Reproduce the records below, substituting "rubber boot" for "wading boot" wherever it occurs and leaving all other text unchanged.

★ ★ ★ ★

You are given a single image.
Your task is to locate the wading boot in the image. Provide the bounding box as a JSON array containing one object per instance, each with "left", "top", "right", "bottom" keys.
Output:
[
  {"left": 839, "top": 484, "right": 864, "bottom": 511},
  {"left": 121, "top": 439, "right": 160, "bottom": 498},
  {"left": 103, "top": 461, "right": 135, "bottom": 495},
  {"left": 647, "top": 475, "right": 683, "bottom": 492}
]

★ ★ ★ ★

## OUTPUT FOR THIS TASK
You are given a single image.
Your task is to locate the rubber boot in the image. Provide the bounding box as a JSON array containing one object per instance, each with "left", "top", "right", "bottom" keys.
Output:
[
  {"left": 839, "top": 484, "right": 864, "bottom": 511},
  {"left": 121, "top": 439, "right": 160, "bottom": 498},
  {"left": 103, "top": 461, "right": 135, "bottom": 495},
  {"left": 647, "top": 475, "right": 683, "bottom": 492}
]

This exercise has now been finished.